■ THE EXERCISE:
Pull out every line in the rows below that contains the word "tree", and copy each one unchanged.

■ WORKING DATA:
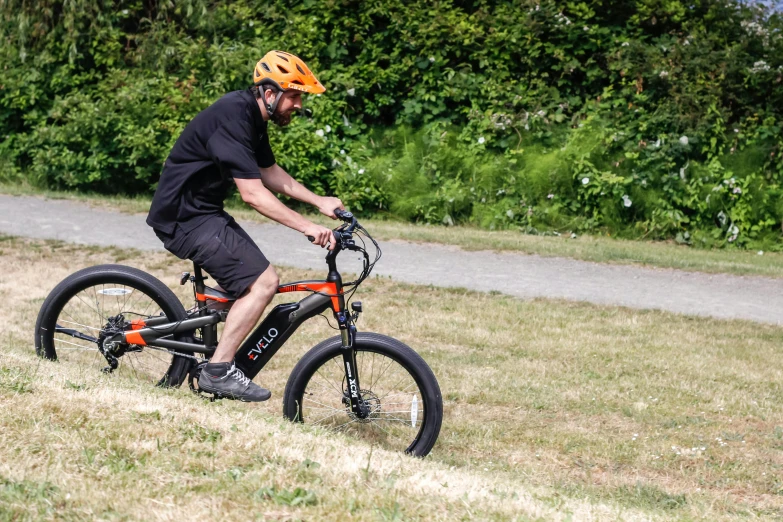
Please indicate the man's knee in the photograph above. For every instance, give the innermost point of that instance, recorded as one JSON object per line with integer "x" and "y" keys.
{"x": 266, "y": 284}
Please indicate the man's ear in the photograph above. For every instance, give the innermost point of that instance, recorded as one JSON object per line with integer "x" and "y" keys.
{"x": 270, "y": 95}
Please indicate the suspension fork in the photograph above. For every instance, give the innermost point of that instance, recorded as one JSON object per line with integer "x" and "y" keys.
{"x": 354, "y": 395}
{"x": 347, "y": 334}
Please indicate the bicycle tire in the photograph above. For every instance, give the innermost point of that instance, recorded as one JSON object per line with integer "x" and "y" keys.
{"x": 110, "y": 274}
{"x": 320, "y": 355}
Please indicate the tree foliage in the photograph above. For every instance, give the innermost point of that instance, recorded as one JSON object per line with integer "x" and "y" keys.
{"x": 655, "y": 118}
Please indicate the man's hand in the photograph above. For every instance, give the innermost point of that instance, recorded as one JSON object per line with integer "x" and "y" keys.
{"x": 327, "y": 206}
{"x": 321, "y": 234}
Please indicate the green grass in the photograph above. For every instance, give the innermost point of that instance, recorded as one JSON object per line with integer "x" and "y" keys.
{"x": 552, "y": 409}
{"x": 587, "y": 248}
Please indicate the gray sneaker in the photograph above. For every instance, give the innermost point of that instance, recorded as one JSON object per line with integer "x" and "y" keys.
{"x": 226, "y": 380}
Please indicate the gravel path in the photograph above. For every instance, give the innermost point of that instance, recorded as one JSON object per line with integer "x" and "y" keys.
{"x": 724, "y": 296}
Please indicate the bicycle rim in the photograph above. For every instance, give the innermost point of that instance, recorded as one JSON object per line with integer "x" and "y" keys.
{"x": 396, "y": 402}
{"x": 88, "y": 313}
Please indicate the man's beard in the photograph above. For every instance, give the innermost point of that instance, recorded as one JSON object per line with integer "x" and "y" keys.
{"x": 281, "y": 120}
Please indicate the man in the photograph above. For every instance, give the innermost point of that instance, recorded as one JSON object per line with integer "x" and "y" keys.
{"x": 226, "y": 144}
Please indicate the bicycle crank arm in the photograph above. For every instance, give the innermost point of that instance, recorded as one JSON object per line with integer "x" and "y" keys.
{"x": 74, "y": 333}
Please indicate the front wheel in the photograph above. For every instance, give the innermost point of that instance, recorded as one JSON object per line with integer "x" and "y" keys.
{"x": 399, "y": 389}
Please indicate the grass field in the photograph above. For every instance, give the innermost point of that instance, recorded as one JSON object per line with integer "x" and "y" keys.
{"x": 587, "y": 248}
{"x": 553, "y": 410}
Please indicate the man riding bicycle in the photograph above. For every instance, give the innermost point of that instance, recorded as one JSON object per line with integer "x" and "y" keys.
{"x": 227, "y": 144}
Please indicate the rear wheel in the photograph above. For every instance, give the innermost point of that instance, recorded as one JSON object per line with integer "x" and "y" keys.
{"x": 399, "y": 389}
{"x": 94, "y": 303}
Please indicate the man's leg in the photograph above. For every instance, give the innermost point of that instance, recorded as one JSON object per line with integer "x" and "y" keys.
{"x": 244, "y": 315}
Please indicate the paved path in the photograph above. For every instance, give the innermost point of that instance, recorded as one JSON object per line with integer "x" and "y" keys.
{"x": 725, "y": 296}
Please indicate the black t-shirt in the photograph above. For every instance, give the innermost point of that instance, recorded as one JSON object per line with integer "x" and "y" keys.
{"x": 226, "y": 140}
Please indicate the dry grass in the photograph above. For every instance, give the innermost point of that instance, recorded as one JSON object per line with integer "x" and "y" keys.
{"x": 587, "y": 248}
{"x": 551, "y": 408}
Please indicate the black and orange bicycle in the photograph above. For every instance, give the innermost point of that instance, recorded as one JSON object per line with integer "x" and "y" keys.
{"x": 121, "y": 319}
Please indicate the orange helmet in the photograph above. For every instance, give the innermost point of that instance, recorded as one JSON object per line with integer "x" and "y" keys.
{"x": 285, "y": 71}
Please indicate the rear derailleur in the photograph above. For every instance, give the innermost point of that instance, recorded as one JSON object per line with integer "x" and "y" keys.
{"x": 111, "y": 342}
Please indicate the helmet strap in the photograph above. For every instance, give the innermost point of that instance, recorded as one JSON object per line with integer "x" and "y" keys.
{"x": 271, "y": 107}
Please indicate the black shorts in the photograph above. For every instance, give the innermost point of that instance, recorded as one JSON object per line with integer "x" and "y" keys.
{"x": 222, "y": 249}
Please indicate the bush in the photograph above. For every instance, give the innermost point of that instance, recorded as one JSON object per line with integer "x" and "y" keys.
{"x": 489, "y": 112}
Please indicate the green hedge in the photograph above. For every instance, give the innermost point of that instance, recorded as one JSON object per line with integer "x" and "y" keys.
{"x": 656, "y": 118}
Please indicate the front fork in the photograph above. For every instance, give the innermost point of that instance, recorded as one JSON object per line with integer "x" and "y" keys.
{"x": 353, "y": 389}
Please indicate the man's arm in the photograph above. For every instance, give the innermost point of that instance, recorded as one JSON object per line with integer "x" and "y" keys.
{"x": 255, "y": 194}
{"x": 275, "y": 178}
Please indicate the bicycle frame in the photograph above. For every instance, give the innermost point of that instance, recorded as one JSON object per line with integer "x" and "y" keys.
{"x": 269, "y": 336}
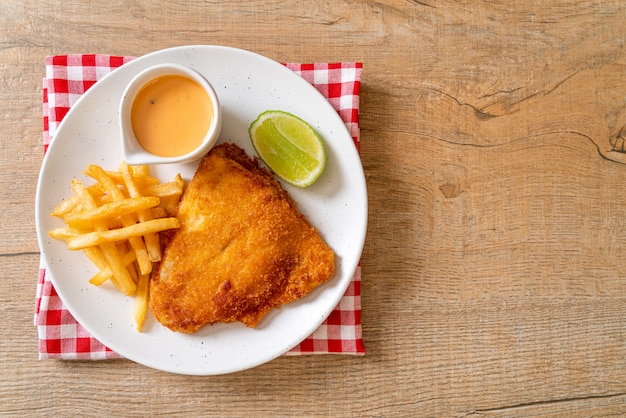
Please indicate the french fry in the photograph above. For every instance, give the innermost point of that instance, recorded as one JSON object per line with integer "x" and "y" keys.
{"x": 95, "y": 171}
{"x": 120, "y": 276}
{"x": 116, "y": 223}
{"x": 153, "y": 245}
{"x": 113, "y": 209}
{"x": 90, "y": 239}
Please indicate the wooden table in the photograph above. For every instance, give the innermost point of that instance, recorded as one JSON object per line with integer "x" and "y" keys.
{"x": 494, "y": 269}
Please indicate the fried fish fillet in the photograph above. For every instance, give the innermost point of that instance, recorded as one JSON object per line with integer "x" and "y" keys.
{"x": 242, "y": 249}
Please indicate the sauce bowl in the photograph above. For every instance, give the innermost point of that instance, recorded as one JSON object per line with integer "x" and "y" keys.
{"x": 132, "y": 151}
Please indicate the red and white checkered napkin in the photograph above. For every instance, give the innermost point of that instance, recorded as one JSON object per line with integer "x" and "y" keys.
{"x": 69, "y": 76}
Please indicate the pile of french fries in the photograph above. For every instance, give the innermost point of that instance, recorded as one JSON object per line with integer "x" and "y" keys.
{"x": 116, "y": 222}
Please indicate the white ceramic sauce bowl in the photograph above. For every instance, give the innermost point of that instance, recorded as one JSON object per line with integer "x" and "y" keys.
{"x": 132, "y": 152}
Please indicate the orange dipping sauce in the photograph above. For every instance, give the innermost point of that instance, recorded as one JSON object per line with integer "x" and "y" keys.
{"x": 171, "y": 115}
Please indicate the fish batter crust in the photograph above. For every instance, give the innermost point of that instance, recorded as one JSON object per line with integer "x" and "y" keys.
{"x": 242, "y": 248}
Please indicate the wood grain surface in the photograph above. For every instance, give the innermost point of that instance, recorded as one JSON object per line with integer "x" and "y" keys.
{"x": 494, "y": 269}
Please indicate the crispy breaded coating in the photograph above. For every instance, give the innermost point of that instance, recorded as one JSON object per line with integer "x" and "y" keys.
{"x": 242, "y": 249}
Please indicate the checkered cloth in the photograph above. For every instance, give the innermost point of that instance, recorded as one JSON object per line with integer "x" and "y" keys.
{"x": 67, "y": 78}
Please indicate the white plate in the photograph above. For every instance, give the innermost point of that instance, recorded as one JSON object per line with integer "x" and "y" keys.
{"x": 336, "y": 204}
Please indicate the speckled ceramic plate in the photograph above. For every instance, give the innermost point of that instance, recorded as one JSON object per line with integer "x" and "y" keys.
{"x": 336, "y": 204}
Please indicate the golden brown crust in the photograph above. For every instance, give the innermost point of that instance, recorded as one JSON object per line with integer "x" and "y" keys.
{"x": 243, "y": 248}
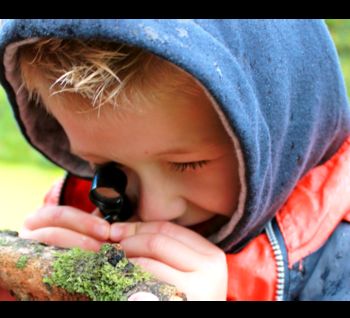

■ FINAL RESULT:
Please indicate the tree foliage in the photograph above. For every instance, give the innermost point of that instance, recorded as one JSON object per line with integer "x" and "y" keys.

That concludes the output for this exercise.